▶ ABOUT THIS EXERCISE
Lines that contain the string "then" are the ones to list; copy all of them from the records.

▶ AVAILABLE DATA

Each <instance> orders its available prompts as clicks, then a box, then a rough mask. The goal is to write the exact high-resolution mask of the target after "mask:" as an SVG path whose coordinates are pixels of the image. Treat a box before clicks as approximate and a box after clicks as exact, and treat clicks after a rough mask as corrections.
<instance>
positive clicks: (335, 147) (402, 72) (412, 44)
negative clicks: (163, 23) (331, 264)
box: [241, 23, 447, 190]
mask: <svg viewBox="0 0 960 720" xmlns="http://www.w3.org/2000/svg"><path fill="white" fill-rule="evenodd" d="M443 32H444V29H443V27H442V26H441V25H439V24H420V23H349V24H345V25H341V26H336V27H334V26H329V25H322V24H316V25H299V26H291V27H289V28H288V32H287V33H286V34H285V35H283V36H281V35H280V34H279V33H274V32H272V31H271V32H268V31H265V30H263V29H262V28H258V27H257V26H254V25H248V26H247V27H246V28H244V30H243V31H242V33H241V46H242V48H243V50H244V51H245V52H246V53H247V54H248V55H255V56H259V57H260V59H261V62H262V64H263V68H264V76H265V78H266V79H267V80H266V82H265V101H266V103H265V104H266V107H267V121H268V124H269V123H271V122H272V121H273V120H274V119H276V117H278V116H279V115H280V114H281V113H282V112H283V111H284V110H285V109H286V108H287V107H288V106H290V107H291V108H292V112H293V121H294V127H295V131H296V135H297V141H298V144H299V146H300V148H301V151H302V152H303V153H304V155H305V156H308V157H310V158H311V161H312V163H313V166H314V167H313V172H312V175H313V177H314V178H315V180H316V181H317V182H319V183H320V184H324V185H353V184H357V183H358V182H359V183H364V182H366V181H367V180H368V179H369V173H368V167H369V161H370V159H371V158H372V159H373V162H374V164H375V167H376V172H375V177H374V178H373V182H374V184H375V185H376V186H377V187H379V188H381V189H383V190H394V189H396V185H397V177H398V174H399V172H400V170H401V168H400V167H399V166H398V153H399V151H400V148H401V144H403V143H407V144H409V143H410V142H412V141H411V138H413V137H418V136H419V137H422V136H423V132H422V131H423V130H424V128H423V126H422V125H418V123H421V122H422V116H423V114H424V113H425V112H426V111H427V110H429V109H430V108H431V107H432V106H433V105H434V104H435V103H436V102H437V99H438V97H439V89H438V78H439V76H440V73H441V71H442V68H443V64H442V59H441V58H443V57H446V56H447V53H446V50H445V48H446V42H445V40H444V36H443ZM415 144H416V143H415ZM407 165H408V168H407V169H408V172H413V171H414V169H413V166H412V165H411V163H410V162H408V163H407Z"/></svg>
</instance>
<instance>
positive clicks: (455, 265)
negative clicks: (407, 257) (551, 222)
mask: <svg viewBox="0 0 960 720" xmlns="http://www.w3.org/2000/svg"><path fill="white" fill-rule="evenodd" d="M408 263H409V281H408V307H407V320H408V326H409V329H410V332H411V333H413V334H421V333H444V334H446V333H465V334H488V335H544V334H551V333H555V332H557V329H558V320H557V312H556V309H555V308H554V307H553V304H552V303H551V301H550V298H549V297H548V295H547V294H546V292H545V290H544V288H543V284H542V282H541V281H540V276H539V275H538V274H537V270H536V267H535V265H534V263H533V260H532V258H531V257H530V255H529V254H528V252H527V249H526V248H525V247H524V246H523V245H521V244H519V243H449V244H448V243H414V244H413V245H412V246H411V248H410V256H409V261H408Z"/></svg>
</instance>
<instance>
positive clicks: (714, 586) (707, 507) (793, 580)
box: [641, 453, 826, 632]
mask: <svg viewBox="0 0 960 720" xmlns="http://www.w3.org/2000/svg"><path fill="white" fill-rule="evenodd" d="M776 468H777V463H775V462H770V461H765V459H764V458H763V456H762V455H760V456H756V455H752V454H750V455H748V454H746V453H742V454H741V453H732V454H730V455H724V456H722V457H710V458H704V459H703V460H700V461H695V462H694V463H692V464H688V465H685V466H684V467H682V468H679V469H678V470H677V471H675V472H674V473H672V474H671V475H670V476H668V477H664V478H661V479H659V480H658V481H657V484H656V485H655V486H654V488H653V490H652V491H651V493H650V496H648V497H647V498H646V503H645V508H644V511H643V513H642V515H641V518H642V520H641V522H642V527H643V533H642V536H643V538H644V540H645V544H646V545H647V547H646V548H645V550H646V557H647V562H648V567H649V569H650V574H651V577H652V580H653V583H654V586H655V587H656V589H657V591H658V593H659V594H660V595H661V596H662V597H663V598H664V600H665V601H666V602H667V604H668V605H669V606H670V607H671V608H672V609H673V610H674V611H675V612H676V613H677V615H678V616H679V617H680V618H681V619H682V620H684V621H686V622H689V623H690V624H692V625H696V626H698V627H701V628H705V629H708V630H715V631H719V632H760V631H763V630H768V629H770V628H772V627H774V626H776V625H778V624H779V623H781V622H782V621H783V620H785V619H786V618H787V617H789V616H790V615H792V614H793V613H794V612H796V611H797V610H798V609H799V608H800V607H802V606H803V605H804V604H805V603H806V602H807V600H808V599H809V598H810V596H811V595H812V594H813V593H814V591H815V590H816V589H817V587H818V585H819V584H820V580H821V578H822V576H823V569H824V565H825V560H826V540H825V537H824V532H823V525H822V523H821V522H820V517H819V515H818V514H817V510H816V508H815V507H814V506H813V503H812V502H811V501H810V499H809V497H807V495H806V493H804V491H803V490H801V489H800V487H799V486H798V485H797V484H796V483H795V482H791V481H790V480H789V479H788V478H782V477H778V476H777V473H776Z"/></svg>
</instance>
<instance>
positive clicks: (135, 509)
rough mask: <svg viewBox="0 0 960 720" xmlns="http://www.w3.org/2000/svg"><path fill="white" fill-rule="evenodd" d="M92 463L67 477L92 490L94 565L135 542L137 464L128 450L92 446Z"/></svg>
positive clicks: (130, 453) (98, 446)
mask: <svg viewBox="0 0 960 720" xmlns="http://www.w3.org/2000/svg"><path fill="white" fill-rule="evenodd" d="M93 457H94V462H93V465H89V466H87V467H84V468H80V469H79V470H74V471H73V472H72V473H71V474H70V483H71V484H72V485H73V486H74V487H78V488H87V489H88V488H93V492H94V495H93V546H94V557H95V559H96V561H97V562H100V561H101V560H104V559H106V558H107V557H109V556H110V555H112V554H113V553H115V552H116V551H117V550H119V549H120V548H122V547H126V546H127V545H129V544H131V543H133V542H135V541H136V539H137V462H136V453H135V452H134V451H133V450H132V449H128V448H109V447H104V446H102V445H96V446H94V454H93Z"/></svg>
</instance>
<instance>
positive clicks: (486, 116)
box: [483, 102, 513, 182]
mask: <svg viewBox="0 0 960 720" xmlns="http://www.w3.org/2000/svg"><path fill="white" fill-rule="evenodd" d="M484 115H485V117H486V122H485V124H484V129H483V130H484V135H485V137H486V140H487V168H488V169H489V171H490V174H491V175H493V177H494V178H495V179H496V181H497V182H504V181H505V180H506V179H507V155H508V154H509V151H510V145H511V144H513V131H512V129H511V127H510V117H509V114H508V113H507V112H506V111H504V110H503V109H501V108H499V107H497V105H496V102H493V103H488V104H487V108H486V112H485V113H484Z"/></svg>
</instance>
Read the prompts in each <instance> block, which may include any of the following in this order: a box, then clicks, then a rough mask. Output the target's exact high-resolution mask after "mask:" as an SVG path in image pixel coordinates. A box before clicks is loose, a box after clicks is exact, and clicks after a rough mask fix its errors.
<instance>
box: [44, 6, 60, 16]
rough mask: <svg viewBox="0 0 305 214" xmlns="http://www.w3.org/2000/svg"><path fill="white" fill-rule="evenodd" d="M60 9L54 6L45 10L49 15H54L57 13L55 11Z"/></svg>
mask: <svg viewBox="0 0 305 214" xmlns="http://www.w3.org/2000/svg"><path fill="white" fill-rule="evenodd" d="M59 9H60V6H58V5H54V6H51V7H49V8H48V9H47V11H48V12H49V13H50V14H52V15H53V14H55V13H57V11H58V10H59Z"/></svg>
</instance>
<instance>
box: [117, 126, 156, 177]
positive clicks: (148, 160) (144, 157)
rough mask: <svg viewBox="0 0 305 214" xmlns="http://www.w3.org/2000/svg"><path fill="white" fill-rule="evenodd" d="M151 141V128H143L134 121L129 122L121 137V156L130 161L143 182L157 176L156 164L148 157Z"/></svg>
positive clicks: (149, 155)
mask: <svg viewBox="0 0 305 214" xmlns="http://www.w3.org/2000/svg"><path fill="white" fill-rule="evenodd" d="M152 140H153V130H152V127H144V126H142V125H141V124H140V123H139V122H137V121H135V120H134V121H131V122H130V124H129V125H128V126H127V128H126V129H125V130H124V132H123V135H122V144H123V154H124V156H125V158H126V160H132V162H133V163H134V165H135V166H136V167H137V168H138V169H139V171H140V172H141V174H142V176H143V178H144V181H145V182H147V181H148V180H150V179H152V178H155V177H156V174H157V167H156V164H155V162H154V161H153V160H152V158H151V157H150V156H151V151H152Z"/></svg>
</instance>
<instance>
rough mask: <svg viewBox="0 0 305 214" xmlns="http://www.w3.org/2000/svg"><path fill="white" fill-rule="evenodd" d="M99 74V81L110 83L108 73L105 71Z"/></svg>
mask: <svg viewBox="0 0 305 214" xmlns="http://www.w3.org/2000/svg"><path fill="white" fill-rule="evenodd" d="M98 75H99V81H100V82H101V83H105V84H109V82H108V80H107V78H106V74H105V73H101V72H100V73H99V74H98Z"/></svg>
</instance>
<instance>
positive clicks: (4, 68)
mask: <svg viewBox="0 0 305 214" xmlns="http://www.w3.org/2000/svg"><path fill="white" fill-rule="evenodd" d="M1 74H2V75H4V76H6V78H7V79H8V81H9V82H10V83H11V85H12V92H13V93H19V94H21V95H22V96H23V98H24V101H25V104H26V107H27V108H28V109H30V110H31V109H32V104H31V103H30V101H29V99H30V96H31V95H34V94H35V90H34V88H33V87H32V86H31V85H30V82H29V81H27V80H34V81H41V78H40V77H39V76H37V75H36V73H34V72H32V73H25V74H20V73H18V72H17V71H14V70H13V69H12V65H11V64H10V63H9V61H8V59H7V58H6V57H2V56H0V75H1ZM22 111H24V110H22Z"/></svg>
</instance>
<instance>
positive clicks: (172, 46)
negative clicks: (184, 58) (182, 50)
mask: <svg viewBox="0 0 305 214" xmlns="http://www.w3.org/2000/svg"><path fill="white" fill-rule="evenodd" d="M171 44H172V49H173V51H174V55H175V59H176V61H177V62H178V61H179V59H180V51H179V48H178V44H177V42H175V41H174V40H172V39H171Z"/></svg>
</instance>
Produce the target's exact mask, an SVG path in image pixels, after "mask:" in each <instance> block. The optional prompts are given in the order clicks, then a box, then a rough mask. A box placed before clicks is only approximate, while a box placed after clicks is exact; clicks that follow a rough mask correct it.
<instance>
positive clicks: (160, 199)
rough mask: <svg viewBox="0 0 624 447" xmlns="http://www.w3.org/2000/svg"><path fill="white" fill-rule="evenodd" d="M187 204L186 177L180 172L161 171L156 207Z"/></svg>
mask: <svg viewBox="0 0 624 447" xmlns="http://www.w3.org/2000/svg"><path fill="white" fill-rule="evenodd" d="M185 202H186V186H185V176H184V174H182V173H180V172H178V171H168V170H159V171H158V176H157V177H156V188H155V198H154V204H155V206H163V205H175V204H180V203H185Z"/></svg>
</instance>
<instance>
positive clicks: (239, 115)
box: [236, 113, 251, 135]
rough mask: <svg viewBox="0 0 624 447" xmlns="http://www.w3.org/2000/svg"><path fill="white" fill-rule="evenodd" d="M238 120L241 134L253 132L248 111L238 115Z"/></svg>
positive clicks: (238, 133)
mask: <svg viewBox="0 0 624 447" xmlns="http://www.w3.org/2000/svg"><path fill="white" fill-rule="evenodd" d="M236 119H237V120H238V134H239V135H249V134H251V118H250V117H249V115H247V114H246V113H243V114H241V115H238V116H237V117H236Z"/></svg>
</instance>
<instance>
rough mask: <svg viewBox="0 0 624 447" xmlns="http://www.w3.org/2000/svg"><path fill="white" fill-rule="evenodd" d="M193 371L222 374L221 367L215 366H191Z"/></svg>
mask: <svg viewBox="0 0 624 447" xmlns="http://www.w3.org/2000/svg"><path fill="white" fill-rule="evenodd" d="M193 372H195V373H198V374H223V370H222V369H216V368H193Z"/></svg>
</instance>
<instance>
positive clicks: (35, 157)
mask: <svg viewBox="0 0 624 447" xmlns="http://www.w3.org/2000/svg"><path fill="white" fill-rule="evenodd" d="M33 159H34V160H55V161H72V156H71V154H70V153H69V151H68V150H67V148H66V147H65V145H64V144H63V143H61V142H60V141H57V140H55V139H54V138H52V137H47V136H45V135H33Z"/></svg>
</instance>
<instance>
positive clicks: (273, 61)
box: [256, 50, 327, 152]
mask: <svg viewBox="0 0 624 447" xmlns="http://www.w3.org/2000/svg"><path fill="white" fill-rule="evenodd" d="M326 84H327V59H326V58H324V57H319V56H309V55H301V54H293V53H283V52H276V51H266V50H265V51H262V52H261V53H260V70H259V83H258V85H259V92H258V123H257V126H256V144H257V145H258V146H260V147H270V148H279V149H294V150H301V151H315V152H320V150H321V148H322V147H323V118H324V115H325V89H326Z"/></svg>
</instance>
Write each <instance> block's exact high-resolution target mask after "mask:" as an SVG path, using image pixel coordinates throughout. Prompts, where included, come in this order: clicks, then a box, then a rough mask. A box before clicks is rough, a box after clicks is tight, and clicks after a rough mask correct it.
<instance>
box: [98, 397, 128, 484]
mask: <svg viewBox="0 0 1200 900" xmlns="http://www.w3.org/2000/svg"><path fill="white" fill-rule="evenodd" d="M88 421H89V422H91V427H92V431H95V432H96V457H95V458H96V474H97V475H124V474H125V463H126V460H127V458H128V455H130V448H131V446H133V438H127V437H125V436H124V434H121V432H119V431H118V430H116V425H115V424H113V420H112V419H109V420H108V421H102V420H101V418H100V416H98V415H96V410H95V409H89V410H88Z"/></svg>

▶ ANSWER
Each <instance> orders its available prompts as clicks, then a box, then a rough mask. The goal is to write the exact high-resolution mask of the target after "mask:" as an SVG path whose coordinates are pixels of the image. Treat a box before clicks as approximate and a box after clicks as exact, and treat clicks after a rough mask as corrections.
Read the prompts in each <instance> block, which may include any of the following in this order: a box, then clicks, then a rough mask. Output the target's exact high-resolution mask after "mask:" as an SVG path in image pixel coordinates. A box before clicks is loose, a box after clicks is exact, and clicks after a rough mask fix its errors.
Produce the target's exact mask, an SVG path in image pixels, after "mask:" in each <instance> block. The optional prompts are given in the order clicks, then a box, then a rough mask. A box placed before clicks is only approximate, while a box placed after clicks is exact; clicks that follow a rough mask correct it.
Write each <instance> block's exact high-resolution target mask after "mask:" as an SVG path, using image pixel coordinates throughout. Prompts, where included, come in this order: clicks, then a box, then a rough mask. A box before clicks is rough, a box after clicks is tight, and clicks after a rough mask correct it.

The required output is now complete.